#### SUPPLIED TEXT

Quarterly report pursuant to Section 13 or 15(d)


9 Months Ended
Sep. 30, 2017
Accounting Policies [Abstract]  



The Company anticipates operating losses and negative cash flows from operations to continue for the foreseeable future due to, among other things, costs related to research funding, development of its product candidates and its preclinical and clinical programs, strategic alliances and the development of its administrative organization. The Company has incurred recurring losses since inception and as of September 30, 2017, had an accumulated deficit of $55,004,411. On October 26, 2017, the Company consummated an underwritten public offering of shares of its common stock pursuant to which the Company sold an aggregate of 4,650,000 shares of its common stock to institutional investors at a purchase price of $7.00 per share with net proceeds to the Company totaling approximately $30,397,000 (“October 2017 Offering”) (See Notes 9 and 13). The Company expects the cash on hand of $36,597,469 at September 30, 2017 together with the proceeds from the October 2017 Offering and the remaining milestone payment of $500,000 from the Cystic Fibrosis Foundation Therapeutics, Inc. (“CFFT”), which the Company received in the fourth quarter of 2017 (See Note 8), to be sufficient to meet its operating and capital requirements at least 12 months from the filing of this 10-Q.

########

> [PROBLEMS TO WORK ON]:
A – For each statement, say yes or no on whether the 10-Q excerpt supports it, and quote the deciding words. (i) The Company's accumulated deficit as of September 30, 2017 was $55,004,411. (ii) The shares in the October 2017 Offering were sold to retail investors. (iii) The Company received the remaining milestone payment from CFFT in the third quarter of 2017.
B – List every dollar amount that appears in the 10-Q excerpt.
C – Carry on the 10-Q excerpt, starting after its final sentence.
The records below the 10-Q excerpt come from a separate, unrelated source.

#### RECORD EXTRACTS

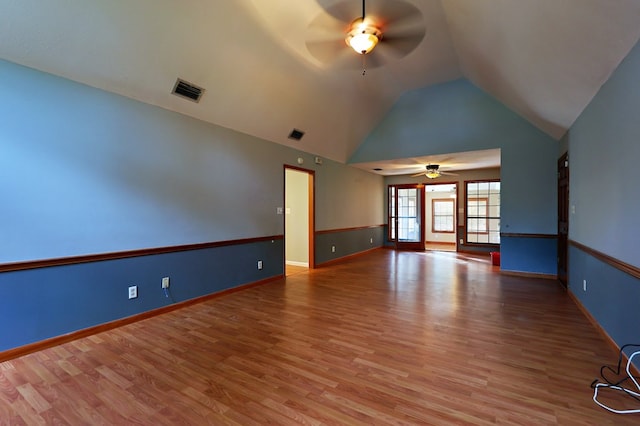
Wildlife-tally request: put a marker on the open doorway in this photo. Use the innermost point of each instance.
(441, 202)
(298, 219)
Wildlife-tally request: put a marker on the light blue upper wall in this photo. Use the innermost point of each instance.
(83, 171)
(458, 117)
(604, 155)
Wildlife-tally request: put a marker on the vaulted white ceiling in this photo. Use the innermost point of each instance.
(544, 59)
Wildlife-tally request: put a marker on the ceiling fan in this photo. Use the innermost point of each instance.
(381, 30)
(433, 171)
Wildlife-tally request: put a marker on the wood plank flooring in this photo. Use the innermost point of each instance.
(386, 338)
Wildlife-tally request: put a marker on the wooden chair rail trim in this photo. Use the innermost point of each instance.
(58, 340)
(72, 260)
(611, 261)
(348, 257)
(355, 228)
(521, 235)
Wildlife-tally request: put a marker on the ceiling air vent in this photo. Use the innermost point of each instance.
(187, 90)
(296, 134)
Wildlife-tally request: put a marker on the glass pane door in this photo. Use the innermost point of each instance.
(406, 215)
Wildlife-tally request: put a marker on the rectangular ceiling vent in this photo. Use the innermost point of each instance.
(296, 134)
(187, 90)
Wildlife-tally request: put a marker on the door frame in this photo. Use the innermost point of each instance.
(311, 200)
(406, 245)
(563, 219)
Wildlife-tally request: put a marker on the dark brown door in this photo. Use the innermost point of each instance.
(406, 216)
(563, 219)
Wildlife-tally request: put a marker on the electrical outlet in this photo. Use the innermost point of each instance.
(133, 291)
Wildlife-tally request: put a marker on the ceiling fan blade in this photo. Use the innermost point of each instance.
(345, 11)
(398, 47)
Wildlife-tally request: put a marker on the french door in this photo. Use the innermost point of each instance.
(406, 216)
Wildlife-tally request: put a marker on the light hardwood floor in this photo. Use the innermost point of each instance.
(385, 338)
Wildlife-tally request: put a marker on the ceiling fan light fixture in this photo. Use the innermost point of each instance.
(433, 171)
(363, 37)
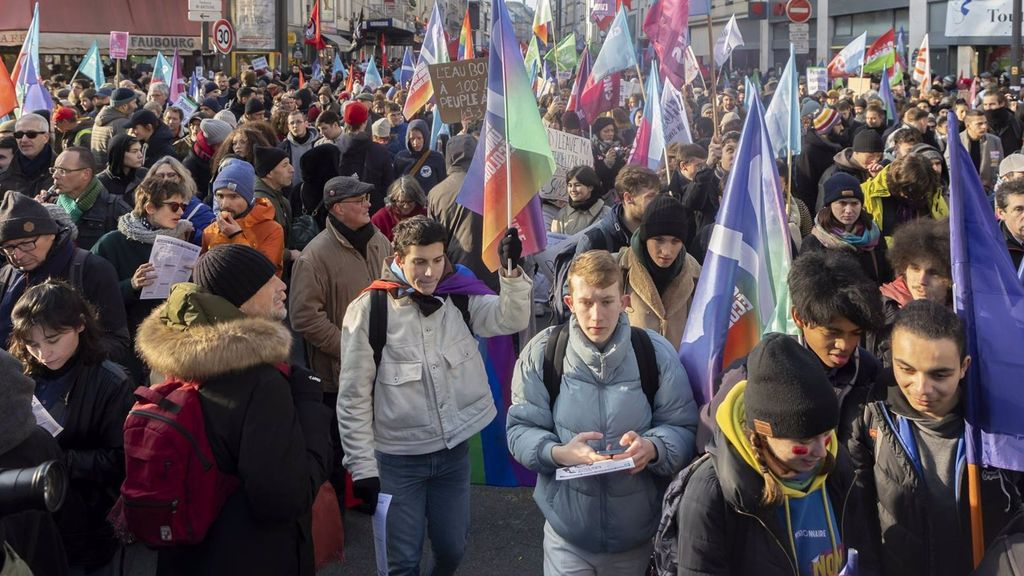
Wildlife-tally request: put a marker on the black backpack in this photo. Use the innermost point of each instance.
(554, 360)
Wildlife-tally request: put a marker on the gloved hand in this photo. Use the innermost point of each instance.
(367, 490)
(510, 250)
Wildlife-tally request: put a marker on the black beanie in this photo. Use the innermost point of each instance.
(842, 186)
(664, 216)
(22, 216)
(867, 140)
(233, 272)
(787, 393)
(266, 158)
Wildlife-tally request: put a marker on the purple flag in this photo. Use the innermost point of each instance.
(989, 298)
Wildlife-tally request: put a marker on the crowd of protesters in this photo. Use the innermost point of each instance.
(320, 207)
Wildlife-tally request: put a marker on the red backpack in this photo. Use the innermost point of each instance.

########

> [TASK RESULTS]:
A –
(i) Yes: "as of September 30, 2017, had an accumulated deficit of $55,004,411"
(ii) No: "sold an aggregate of 4,650,000 shares of its common stock to institutional investors"
(iii) No: "which the Company received in the fourth quarter of 2017"

B – $55,004,411; $7.00; $30,397,000; $36,597,469; $500,000

C –
Should the Company be unable to raise sufficient additional capital, the Company may be required to undertake cost-cutting measures including delaying or discontinuing certain clinical activities. The Company will need to raise significant additional capital to continue to fund the clinical trials for anabasum. The Company may seek to sell common or preferred equity or convertible debt securities, enter into a credit facility or another form of third-party funding, or seek other debt financing. The sale of equity and convertible debt securities may result in dilution to the Company’s stockholders and certain of those securities may have rights senior to those of the Company’s common shares. If the Company raises additional funds through the issuance of preferred stock, convertible debt securities or other debt financing, these securities or other debt could contain covenants that would restrict the Company’s operations. Any other third-party funding arrangement could require the Company to relinquish valuable rights.


The source, timing and availability of any future financing will depend principally upon market conditions, and, more specifically, on the progress of the Company’s clinical development programs. Funding may not be available when needed, at all, or on terms acceptable to the Company. Lack of necessary funds may require the Company, among other things, to delay, scale back or eliminate some or all of the Company’s planned clinical trials.